**Written task:**
Which lines of the listing below contain the string "microphone"? Return each of them in full, matching case exactly.

**Record extracts:**
········

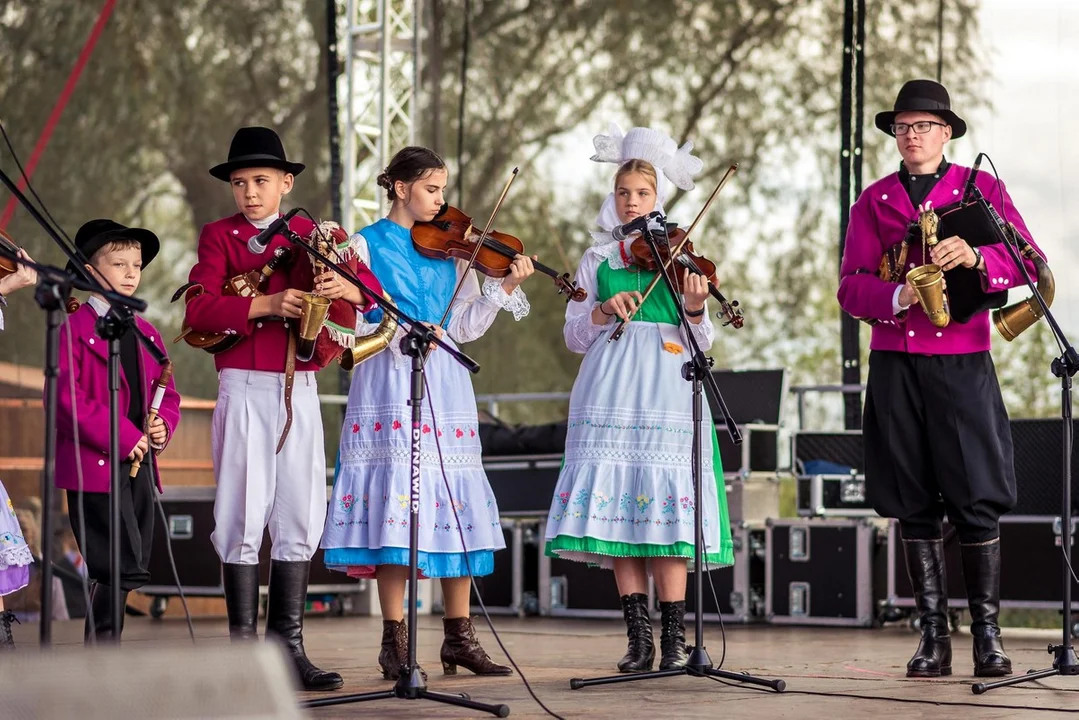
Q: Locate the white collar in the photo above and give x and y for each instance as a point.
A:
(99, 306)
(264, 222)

········

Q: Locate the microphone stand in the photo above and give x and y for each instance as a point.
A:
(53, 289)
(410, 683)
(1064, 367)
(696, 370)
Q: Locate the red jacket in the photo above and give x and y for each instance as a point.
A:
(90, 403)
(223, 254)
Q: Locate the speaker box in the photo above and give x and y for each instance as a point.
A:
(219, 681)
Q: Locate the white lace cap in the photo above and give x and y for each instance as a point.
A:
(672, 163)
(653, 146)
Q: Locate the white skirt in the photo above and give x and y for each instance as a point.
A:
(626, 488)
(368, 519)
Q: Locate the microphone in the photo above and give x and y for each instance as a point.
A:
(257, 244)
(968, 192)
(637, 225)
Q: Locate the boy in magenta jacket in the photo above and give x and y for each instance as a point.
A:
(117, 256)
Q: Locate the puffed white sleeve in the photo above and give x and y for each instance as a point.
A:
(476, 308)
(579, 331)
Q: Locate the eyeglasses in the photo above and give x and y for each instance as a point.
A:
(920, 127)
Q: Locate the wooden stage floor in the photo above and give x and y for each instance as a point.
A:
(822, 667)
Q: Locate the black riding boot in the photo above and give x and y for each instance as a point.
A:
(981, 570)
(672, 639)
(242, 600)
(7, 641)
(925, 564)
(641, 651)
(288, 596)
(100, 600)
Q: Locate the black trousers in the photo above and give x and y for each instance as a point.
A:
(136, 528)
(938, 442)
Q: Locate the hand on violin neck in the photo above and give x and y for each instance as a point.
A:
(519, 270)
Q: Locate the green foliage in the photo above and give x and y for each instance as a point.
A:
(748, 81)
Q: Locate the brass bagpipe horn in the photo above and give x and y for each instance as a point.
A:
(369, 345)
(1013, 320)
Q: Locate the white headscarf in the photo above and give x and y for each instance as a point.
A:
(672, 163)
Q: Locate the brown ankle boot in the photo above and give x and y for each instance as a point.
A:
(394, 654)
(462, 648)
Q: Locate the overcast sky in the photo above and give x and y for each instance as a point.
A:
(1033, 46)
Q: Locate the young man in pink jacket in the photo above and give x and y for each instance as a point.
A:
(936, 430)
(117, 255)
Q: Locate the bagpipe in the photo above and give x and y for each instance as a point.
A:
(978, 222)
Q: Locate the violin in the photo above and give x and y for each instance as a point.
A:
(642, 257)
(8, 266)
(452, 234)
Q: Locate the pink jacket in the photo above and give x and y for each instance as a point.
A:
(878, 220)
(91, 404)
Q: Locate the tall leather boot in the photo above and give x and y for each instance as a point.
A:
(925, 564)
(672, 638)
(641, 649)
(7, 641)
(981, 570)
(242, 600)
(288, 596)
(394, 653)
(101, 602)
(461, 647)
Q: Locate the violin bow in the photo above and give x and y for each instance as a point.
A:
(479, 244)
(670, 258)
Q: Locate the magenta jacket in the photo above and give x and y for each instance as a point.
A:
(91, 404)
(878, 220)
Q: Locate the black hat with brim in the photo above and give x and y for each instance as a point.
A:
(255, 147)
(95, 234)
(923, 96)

········

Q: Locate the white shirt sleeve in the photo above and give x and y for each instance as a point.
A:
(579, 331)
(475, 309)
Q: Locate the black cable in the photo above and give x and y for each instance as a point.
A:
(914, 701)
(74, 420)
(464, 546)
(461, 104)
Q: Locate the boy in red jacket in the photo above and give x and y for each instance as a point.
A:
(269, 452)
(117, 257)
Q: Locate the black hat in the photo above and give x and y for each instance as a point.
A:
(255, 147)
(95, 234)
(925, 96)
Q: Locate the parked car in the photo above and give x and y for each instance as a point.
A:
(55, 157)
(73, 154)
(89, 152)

········

**Written solution:**
Q: Locate the microphone stand in the photo above and give x and y for each instance as a point.
Q: Locate the microphone in the photo above and give x and y for each instance as a point.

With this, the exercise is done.